[Natural language region descriptions]
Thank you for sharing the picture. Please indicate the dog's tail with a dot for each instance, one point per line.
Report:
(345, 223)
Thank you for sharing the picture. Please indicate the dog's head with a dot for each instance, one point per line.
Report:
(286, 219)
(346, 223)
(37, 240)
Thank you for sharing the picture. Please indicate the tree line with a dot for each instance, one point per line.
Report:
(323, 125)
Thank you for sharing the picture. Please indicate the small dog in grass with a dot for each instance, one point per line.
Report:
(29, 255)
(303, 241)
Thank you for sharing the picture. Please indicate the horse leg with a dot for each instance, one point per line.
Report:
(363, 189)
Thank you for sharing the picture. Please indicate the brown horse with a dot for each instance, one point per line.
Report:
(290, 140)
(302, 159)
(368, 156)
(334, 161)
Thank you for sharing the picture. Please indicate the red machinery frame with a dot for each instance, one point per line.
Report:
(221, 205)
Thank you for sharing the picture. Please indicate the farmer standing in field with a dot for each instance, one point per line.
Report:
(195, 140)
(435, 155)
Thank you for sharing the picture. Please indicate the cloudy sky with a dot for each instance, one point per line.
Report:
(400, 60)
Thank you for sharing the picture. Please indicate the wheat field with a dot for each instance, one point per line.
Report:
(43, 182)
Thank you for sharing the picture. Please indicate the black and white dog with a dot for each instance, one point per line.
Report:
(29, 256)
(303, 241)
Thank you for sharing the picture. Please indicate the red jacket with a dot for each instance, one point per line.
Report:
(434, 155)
--
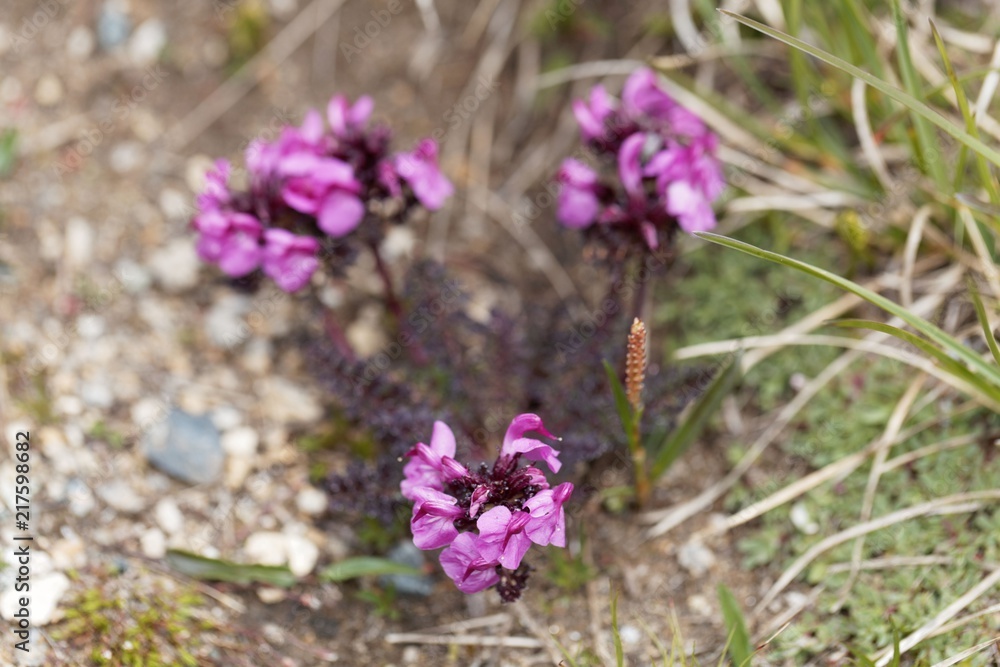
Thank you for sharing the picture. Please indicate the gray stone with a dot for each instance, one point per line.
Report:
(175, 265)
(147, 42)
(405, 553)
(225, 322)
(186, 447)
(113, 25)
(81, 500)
==
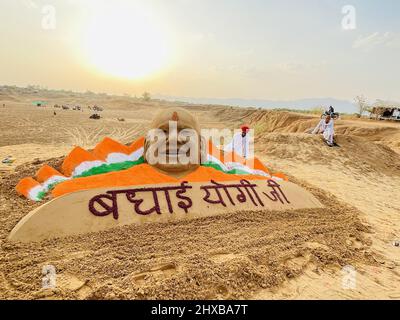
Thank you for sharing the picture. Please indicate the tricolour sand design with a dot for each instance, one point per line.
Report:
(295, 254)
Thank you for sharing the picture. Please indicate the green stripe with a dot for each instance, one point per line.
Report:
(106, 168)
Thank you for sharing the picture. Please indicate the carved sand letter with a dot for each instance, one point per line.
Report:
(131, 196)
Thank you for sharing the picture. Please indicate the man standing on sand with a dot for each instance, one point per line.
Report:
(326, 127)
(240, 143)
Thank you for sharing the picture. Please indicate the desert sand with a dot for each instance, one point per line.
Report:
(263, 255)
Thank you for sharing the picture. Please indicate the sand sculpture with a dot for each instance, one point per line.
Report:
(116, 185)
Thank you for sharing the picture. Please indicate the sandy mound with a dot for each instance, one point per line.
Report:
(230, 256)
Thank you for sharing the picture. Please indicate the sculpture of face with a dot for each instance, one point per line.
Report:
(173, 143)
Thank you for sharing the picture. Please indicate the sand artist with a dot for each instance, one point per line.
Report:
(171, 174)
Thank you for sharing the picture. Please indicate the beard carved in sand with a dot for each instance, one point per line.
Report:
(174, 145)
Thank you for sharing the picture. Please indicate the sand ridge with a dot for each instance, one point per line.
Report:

▶ [Aim of the task] In the data above, which lines lie between the line with "Thank you for sharing the picture. Please indicate the tricolour" and the line with "Thank you for sharing the picture. Please indicate the man", inclusive? Print those lines exactly and nothing else.

▶ [Response to the task]
Thank you for sharing the picture. Please indicate the tricolour sand design with a dot for each instance, one point per line.
Report:
(295, 254)
Thank you for sharing the picture. Please indicate the green stripe with a dot for each instance, one point per line.
Report:
(106, 168)
Thank you for sharing the picture. Please indicate the carved sand letter with a dot for each instance, one point per line.
Report:
(131, 196)
Thank you for sharing the picture. Please indicate the man standing on sand with a dot for each instance, one point per line.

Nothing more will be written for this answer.